── DATA PROVIDED
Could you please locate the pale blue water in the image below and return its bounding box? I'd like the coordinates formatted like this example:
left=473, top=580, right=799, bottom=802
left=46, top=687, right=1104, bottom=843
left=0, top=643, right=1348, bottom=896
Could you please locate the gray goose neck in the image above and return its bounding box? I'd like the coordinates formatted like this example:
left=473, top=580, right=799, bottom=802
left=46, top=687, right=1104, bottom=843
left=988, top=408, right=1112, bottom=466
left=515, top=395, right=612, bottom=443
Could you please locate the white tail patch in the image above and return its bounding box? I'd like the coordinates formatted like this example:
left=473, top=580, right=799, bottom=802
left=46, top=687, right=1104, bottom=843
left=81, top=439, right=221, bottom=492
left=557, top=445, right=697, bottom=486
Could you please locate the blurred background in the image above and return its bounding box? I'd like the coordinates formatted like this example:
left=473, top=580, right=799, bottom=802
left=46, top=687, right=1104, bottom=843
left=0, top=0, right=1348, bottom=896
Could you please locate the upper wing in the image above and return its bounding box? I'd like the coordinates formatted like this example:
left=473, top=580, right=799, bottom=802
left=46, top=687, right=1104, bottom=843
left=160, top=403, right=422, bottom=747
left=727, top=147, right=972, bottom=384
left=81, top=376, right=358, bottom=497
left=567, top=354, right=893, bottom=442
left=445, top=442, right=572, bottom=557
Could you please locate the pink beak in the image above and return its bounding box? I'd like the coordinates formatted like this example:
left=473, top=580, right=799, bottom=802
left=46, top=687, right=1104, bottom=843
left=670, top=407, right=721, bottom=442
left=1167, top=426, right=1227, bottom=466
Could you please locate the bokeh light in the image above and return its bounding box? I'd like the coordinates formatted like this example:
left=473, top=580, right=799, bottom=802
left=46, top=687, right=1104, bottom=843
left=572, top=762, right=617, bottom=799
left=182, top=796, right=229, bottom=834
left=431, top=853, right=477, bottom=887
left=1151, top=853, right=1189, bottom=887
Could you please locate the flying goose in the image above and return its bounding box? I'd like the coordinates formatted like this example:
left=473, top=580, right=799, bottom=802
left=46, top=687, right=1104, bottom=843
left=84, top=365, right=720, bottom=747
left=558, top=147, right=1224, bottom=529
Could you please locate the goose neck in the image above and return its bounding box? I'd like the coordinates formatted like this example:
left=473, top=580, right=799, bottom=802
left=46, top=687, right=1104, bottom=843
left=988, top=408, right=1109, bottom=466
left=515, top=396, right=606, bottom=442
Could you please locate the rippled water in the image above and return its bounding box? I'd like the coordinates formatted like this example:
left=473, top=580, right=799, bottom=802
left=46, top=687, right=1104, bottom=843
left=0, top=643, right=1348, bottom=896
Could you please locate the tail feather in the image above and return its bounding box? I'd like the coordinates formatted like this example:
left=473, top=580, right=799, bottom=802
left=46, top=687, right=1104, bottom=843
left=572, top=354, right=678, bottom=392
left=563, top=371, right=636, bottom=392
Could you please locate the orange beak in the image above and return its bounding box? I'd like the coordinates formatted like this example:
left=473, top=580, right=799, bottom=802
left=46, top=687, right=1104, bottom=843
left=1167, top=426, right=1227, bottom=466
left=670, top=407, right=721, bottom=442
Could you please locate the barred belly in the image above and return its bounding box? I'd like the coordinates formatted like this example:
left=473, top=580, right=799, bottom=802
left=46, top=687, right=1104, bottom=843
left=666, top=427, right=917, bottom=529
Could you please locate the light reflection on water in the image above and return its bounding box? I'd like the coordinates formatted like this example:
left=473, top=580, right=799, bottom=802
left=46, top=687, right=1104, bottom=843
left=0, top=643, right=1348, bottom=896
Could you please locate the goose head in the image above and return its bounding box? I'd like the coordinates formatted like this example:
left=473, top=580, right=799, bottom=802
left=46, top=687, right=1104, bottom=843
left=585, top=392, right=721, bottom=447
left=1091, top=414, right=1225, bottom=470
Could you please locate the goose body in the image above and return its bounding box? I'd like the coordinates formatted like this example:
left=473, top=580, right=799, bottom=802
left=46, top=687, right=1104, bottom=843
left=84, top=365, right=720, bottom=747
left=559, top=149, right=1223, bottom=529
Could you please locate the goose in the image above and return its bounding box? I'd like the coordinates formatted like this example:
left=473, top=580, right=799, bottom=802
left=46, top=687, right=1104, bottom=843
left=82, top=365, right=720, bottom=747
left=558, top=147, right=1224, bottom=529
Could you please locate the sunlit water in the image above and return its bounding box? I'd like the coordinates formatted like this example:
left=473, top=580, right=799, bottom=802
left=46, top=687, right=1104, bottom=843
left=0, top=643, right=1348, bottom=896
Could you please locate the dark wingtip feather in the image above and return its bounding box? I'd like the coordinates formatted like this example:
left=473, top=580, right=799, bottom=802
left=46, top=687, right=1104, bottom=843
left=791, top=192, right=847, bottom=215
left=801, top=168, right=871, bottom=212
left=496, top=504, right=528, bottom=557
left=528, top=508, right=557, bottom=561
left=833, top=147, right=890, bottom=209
────
Rewrite the entries above as a two-column CSV with the headers request and answer, one row per entry. Put each entry's text and its answer in their own quoted fields, with line breaks replaced by spaces.

request,answer
"Could you please locate the pale blue water in the image below and return its bounding box? I'd like the coordinates formatted like this example: left=473, top=580, right=799, bottom=802 left=46, top=687, right=1104, bottom=843","left=0, top=643, right=1348, bottom=896"
"Could you please locate the gray goose neck in the image above and return its bounding box? I'd like the coordinates formatted like this example: left=473, top=580, right=799, bottom=802 left=46, top=687, right=1104, bottom=843","left=988, top=408, right=1112, bottom=466 left=515, top=395, right=612, bottom=443"
"Could you please locate the white tail patch in the image above and return its bounding box? I'd like the coordinates formatted like this example: left=473, top=580, right=799, bottom=802 left=46, top=687, right=1104, bottom=843","left=81, top=439, right=221, bottom=492 left=557, top=445, right=697, bottom=486"
"Could you please locate the blurred background in the image above and return its bounding box? I'd like the coordinates formatted like this example: left=473, top=580, right=799, bottom=802 left=46, top=687, right=1104, bottom=843","left=0, top=0, right=1348, bottom=896"
"Could you please locate the upper wing in the image above and return its bounding box? I'd like the coordinates formatted like this example: left=473, top=580, right=799, bottom=802 left=46, top=687, right=1104, bottom=843","left=160, top=403, right=422, bottom=747 left=727, top=147, right=972, bottom=384 left=81, top=376, right=358, bottom=497 left=567, top=354, right=893, bottom=442 left=445, top=442, right=572, bottom=557"
"Could you please locate the pink beak in the image above and return its bounding box? I'd like the coordinates formatted like this example: left=473, top=580, right=799, bottom=802 left=46, top=687, right=1104, bottom=843","left=670, top=407, right=721, bottom=442 left=1167, top=426, right=1227, bottom=466"
"Could you please locate the bokeh light in the image above and return its bounding box? I'd like the coordinates formatted like this example: left=473, top=580, right=799, bottom=802 left=46, top=687, right=1104, bottom=843","left=572, top=762, right=617, bottom=799 left=182, top=796, right=229, bottom=834 left=431, top=853, right=477, bottom=887 left=1151, top=853, right=1189, bottom=887"
"Could you please locate the flying goose in the image above and return its bounding box? I'd like the coordinates formatted like this example: left=473, top=580, right=799, bottom=802 left=46, top=687, right=1104, bottom=843","left=84, top=365, right=720, bottom=747 left=558, top=147, right=1224, bottom=529"
"Could you please locate the goose neck in the image above and return its bounding box? I'd like the coordinates formatted like this example: left=473, top=580, right=799, bottom=802 left=46, top=687, right=1104, bottom=843","left=988, top=408, right=1109, bottom=466 left=515, top=396, right=606, bottom=442"
"Could you please locate the rippled water in the image above and return its bounding box? I'd like the coordinates formatted like this example: left=473, top=580, right=799, bottom=802 left=46, top=687, right=1104, bottom=843","left=0, top=643, right=1348, bottom=896"
"Could you please locate the tail feather in the image above and return its bounding box? I'd like the coordinates formatted like this example: left=473, top=580, right=799, bottom=802 left=46, top=687, right=1104, bottom=843","left=572, top=354, right=678, bottom=392 left=563, top=371, right=636, bottom=392"
"Could you please locate the orange beak in the image above and return its bounding box? I'd like the coordinates formatted like this example: left=473, top=580, right=799, bottom=802 left=46, top=687, right=1104, bottom=843","left=1167, top=426, right=1227, bottom=466 left=670, top=407, right=721, bottom=442"
"Could you please locate the barred belly in the image above and return its bounding box? I'd like the coordinates formatted like this example: left=473, top=580, right=799, bottom=802 left=46, top=687, right=1104, bottom=843","left=666, top=427, right=917, bottom=529"
"Could you please locate the light reflection on water in the image above and return its bounding box? I'd like the coordinates formatted like this example: left=473, top=580, right=799, bottom=802 left=46, top=687, right=1104, bottom=843","left=0, top=643, right=1348, bottom=896"
"Could you please locate the goose head in the image above and return its bounding box? I'd like the coordinates formatted like this example: left=473, top=580, right=799, bottom=802 left=46, top=687, right=1104, bottom=843","left=585, top=392, right=721, bottom=447 left=1091, top=414, right=1225, bottom=470"
"Could you please locate the goose body in the image above and return its bounding box? I'd like the coordinates formatted like this example: left=473, top=580, right=799, bottom=802 left=46, top=687, right=1104, bottom=843","left=84, top=365, right=720, bottom=747 left=559, top=149, right=1223, bottom=529"
"Could you please locate the goose in the image above and return its bounding box? I'd like the coordinates formatted like this example: left=473, top=580, right=799, bottom=802 left=46, top=687, right=1104, bottom=843","left=82, top=365, right=720, bottom=747 left=558, top=147, right=1224, bottom=529"
"Could you please locate the sunlit water in the image above and return its bounding box? I'd like the coordinates formatted like this example: left=473, top=580, right=799, bottom=802 left=46, top=687, right=1104, bottom=843","left=0, top=643, right=1348, bottom=896"
"Could you please locate the dark wingtip feather in the image above and return its bounding box? I'd like the coordinates formatted like this example: left=473, top=580, right=799, bottom=802 left=46, top=687, right=1104, bottom=843","left=791, top=192, right=847, bottom=215 left=801, top=168, right=871, bottom=212 left=496, top=504, right=528, bottom=557 left=528, top=508, right=557, bottom=561 left=833, top=147, right=890, bottom=209"